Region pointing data

---

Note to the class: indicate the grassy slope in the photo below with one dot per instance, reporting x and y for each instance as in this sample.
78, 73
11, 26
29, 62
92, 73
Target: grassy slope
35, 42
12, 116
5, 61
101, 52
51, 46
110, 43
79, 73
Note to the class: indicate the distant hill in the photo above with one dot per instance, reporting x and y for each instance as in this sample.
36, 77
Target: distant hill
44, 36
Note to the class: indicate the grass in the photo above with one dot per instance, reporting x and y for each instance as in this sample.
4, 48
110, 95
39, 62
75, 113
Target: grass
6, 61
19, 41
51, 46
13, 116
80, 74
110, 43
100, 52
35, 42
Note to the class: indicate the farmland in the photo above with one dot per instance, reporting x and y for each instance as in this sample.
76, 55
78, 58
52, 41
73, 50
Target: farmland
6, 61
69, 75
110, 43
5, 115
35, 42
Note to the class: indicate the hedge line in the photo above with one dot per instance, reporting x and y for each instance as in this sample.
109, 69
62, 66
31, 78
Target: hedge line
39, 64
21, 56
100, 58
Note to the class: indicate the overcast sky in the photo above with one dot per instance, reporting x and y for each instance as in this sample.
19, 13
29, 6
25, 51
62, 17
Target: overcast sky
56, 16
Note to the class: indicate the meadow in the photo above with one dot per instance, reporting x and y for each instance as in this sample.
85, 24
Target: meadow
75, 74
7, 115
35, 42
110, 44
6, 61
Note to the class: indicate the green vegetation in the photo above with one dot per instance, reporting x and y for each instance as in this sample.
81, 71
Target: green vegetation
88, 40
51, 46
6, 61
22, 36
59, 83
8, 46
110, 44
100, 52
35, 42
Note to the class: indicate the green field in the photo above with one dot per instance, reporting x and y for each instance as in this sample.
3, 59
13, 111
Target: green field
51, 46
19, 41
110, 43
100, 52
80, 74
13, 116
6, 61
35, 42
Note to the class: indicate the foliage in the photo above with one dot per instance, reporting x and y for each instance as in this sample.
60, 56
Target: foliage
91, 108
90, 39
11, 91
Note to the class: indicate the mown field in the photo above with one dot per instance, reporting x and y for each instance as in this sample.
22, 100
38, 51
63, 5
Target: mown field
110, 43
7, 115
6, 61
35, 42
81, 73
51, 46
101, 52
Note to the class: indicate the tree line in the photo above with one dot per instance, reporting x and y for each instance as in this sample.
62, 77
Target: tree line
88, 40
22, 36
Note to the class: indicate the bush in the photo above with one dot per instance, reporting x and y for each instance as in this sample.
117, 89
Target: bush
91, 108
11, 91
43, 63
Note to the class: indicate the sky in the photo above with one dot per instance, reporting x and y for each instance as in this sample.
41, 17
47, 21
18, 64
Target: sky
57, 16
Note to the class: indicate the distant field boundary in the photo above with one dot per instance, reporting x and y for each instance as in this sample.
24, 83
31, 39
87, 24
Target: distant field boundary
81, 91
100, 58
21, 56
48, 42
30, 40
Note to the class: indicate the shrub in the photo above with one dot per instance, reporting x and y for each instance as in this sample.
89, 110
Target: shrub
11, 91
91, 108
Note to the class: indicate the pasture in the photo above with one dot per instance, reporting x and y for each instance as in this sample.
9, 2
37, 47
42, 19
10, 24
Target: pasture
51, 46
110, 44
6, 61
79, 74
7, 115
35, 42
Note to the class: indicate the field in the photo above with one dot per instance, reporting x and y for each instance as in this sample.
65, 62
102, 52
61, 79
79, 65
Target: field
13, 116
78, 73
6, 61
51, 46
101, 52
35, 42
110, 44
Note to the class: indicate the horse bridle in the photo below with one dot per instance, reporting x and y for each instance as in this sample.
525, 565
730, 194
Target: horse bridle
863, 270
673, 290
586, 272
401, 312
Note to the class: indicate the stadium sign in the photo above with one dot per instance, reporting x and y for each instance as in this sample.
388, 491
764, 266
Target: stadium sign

---

About this task:
Reproduce verbatim only the lines from the one holding "Target: distant field boundary" through the end of the records.

Response:
Target: distant field boundary
81, 91
100, 58
21, 56
48, 42
30, 40
Note to the class: indicate the shrub in the photo above with one dot per instance, reporting x and y for each instance as in this sample.
89, 110
Target: shrub
11, 91
91, 108
Note to the class: indicate the pasture in the photo above with one dot per instance, reporting x and y for each instance as in this sample.
9, 2
37, 47
42, 19
10, 24
Target: pasture
51, 46
110, 44
6, 61
79, 74
7, 115
35, 42
Note to the class: indicate the field in the photo above with one dot per instance, reporting x and y for each instance as in this sample.
65, 62
102, 52
61, 79
79, 65
Target: field
13, 116
78, 73
6, 61
51, 46
101, 52
35, 42
110, 44
Note to the class: indicate the horse bridle in the photo below with one dot per instance, reporting x and y for each instance as in this sample.
525, 565
730, 194
Target: horse bridle
863, 270
673, 290
586, 272
401, 312
Note to the class: indicate the stadium sign in the photo above with one dot per instance, reporting x and y for each instance as in this sample.
388, 491
764, 266
Target: stadium sign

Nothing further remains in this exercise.